Return every record verbatim, omitting all pictures.

*****

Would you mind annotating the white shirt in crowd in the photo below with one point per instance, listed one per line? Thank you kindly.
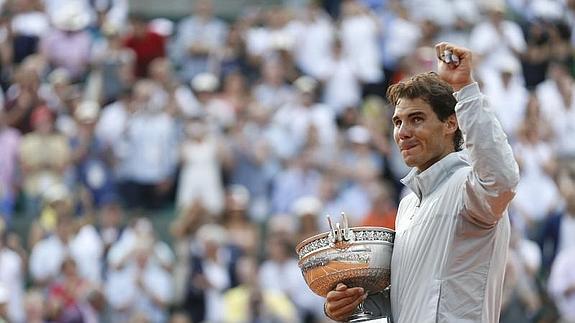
(315, 40)
(487, 41)
(12, 278)
(562, 277)
(85, 248)
(291, 284)
(360, 41)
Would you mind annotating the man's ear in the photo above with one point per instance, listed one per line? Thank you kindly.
(451, 125)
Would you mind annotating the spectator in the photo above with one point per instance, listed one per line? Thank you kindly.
(115, 63)
(249, 302)
(562, 284)
(200, 179)
(29, 25)
(22, 98)
(45, 157)
(209, 275)
(146, 44)
(142, 286)
(10, 140)
(496, 38)
(68, 45)
(242, 232)
(148, 155)
(199, 38)
(11, 281)
(90, 156)
(281, 262)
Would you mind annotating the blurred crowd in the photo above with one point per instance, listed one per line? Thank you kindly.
(245, 132)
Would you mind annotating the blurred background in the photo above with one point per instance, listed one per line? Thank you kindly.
(160, 160)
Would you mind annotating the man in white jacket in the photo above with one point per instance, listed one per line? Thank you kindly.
(452, 230)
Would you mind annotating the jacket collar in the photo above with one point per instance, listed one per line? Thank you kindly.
(423, 183)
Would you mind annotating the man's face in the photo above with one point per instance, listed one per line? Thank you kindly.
(421, 137)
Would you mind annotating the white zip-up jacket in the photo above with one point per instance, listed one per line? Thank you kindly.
(452, 231)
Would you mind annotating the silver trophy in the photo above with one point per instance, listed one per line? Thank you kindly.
(357, 257)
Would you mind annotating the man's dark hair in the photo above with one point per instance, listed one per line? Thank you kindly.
(434, 91)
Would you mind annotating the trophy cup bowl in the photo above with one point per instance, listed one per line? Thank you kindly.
(357, 257)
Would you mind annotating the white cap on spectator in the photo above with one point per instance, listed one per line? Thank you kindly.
(59, 76)
(212, 233)
(239, 197)
(358, 135)
(162, 26)
(205, 82)
(307, 205)
(55, 193)
(3, 294)
(508, 64)
(305, 84)
(494, 6)
(71, 17)
(547, 9)
(87, 111)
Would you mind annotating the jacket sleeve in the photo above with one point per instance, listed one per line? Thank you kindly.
(490, 186)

*****

* Answer below:
Would you mind annotating the white shirt in crowd in the photo below with one point per instance, listed one per line? Thank you kindly.
(315, 40)
(487, 41)
(12, 278)
(562, 277)
(85, 248)
(291, 284)
(360, 41)
Would you mind annotating the man's ear in the photo above with one point per instance, listed one per line? Thank you kindly.
(451, 125)
Would you mind annotating the spectator in the photo above with one point per instance, listed one per line? Thank you kindly.
(115, 63)
(249, 302)
(562, 284)
(200, 179)
(29, 25)
(22, 98)
(45, 157)
(209, 275)
(146, 44)
(142, 286)
(10, 140)
(496, 38)
(68, 45)
(242, 232)
(148, 155)
(199, 38)
(11, 281)
(90, 156)
(281, 262)
Would you mind annotating the blurred crowd in the photo above with one point per instance, listed one per line? Thank you kindly.
(245, 132)
Would you mind annotating the blurred background in the photo above with one point per instance, listed one per line? Thank you kindly.
(160, 160)
Would you mind annotating the man in white jacket in the photo above with one point per instance, listed one per line? Thank you kindly.
(452, 230)
Would you mind annotating the jacket collar in the photo above with one point per instance, listed one per line? Thank you kindly.
(423, 183)
Would you mind annotating the man's face in the photo above with one point per instance, listed one per line? Thank you kindly.
(421, 137)
Would you mind annotating the white zip-up jacket in the photo above with one point per instance, listed one per line? Thank you kindly.
(452, 231)
Would you mind annotating the silver trophy in the photo above with one point per instance, listed one per line? Thank you kindly.
(357, 257)
Would you mind annotating the man's dark hair in the photo above with one point per instance, listed one per line? Thank you kindly.
(434, 91)
Would you mind annotating the trophy cup bowl in the photo above with one point per instance, listed one per line? Thank you kindly.
(357, 257)
Would you mind annotating the white cap on spectator in the photo above with one point per instance, listed one per line? Thank you kindly.
(59, 76)
(212, 233)
(239, 197)
(358, 135)
(162, 26)
(205, 82)
(307, 205)
(55, 193)
(3, 294)
(508, 64)
(305, 84)
(494, 6)
(71, 17)
(547, 9)
(87, 111)
Would you mind annotating the jacket sleeve in the photo above with one point per instance, listed one per line? Thank you kindly.
(490, 186)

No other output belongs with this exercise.